- DATA IN THIS EXERCISE:
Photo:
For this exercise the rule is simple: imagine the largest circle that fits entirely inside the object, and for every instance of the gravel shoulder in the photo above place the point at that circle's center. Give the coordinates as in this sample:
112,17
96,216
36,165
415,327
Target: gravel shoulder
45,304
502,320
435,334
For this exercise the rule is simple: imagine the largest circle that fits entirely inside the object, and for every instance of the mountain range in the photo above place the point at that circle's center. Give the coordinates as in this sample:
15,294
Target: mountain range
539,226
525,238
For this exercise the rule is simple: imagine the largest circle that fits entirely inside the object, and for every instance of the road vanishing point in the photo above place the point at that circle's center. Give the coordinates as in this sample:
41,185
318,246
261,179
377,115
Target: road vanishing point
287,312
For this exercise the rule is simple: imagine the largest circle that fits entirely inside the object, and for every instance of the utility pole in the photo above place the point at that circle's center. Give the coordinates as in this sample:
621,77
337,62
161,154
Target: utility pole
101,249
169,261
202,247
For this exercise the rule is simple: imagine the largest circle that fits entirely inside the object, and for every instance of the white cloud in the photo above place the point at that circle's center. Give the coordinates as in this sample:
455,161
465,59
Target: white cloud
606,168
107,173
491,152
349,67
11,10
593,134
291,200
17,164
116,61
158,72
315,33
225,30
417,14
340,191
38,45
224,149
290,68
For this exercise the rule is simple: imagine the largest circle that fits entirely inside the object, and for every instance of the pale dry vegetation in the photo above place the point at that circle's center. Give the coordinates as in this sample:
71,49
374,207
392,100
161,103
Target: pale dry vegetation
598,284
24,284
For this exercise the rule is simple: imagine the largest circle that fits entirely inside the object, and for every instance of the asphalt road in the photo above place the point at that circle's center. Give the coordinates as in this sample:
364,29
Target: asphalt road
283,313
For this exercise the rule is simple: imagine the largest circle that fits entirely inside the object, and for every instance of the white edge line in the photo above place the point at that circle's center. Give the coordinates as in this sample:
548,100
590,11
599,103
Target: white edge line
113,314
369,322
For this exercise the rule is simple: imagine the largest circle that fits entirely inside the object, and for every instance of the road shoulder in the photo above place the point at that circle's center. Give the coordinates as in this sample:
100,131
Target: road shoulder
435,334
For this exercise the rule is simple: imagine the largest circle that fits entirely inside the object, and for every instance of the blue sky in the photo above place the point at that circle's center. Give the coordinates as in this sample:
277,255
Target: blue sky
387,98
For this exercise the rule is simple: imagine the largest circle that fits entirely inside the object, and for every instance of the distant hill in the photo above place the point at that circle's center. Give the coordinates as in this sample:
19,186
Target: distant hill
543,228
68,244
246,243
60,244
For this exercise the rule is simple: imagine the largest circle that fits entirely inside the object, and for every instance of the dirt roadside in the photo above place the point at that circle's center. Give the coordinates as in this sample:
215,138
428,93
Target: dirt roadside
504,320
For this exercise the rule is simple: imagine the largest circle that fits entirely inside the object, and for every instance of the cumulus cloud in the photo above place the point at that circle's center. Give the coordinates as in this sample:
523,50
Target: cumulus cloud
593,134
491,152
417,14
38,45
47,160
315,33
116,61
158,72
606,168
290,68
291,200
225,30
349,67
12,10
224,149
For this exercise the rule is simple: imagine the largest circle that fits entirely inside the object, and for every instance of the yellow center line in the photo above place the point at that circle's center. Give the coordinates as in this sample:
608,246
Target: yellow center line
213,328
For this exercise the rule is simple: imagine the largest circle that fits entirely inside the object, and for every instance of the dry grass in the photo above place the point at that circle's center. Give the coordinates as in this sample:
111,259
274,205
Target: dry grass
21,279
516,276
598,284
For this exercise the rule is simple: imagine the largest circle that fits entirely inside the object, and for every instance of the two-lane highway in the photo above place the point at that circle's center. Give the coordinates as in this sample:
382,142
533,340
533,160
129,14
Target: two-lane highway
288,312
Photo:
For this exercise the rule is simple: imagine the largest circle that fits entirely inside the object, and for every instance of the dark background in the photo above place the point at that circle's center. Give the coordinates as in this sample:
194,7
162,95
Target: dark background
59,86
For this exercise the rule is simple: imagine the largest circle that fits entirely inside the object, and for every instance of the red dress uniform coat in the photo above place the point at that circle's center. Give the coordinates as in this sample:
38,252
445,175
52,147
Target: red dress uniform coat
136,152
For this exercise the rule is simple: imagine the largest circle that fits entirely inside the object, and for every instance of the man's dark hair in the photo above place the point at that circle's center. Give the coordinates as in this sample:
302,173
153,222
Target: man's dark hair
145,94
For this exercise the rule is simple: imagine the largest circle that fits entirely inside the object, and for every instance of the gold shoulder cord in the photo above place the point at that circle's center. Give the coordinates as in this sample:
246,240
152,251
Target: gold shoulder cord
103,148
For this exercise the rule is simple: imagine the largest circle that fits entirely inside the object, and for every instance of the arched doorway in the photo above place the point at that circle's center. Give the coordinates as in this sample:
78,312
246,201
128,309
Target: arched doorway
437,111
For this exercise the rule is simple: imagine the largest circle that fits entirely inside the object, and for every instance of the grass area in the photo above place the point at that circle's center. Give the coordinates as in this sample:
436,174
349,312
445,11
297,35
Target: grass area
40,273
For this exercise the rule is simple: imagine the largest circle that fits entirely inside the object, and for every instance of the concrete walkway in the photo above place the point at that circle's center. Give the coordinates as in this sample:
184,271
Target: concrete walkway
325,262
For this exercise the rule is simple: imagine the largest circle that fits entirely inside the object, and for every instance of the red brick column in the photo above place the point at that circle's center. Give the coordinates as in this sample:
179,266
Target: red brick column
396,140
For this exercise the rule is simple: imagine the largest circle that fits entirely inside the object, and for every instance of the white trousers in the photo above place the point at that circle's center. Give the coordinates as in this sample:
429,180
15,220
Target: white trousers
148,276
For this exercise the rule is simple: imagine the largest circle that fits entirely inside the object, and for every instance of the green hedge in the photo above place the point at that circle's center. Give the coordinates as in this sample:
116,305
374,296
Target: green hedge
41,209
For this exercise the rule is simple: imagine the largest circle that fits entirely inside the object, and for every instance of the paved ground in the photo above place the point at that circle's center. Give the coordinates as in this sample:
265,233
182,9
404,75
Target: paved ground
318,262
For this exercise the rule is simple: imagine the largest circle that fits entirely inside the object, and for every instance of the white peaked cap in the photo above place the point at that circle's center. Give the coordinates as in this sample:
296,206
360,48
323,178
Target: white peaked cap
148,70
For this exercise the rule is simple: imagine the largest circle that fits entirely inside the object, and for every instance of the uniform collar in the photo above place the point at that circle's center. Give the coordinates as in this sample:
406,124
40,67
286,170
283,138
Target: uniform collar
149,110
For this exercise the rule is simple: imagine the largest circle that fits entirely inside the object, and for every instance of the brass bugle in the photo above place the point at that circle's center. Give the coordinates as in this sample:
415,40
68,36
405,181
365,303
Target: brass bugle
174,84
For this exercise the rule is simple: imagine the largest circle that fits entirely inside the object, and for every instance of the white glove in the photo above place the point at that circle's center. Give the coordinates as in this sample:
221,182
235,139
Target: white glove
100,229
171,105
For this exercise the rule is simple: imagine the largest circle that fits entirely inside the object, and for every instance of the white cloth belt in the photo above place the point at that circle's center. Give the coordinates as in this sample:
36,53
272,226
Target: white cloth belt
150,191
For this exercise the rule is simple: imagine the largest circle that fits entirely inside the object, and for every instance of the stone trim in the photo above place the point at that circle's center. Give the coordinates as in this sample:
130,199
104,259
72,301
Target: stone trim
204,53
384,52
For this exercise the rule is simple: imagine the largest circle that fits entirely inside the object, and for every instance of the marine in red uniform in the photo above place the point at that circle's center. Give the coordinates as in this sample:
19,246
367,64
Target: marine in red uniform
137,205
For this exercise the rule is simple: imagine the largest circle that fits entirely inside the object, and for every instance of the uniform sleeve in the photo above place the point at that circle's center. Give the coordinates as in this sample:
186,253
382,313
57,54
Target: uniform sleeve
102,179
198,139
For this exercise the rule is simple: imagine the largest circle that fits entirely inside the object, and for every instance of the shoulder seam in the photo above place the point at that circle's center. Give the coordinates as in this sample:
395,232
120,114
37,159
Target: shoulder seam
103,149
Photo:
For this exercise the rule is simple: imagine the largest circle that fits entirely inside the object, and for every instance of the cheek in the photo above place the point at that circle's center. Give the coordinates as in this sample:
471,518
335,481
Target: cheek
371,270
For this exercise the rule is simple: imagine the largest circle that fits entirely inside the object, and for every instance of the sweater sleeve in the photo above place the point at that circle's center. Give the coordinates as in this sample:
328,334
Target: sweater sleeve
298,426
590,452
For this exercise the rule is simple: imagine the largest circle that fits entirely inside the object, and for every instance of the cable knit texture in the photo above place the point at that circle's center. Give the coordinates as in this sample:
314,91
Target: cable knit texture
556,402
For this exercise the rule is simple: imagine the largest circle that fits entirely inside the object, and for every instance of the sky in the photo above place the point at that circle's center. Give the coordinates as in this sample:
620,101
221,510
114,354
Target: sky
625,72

- WHAT TO PRODUCE: Above are the records; copy exactly the lines from the one with "of the sweater" through the final line.

- RESPONSE TO THIS EXERCISE:
For this exercise the rule is simple: imagine the largest circle that fits entirely inside the object, and for every instance of the sweater sleeve in the photo above place the point at that circle's center. Give the coordinates as in this sample:
328,334
Target: sweater sleeve
298,426
590,452
For this exercise the rule is simple: imagine the largest circle that fits entirely inside the object, and for every instance of the cable knit texture in the photo above place the point at that circle's center. Give the coordinates as in this sample:
314,91
Target: cable knit texture
556,402
For this exercise the rule is simple: imagine the largest circle that fits entirely inside the object, and for every instance of the sky in the photo above place the point at that circle's center. Give the coordinates as in this sample:
620,101
221,510
114,354
Target: sky
625,72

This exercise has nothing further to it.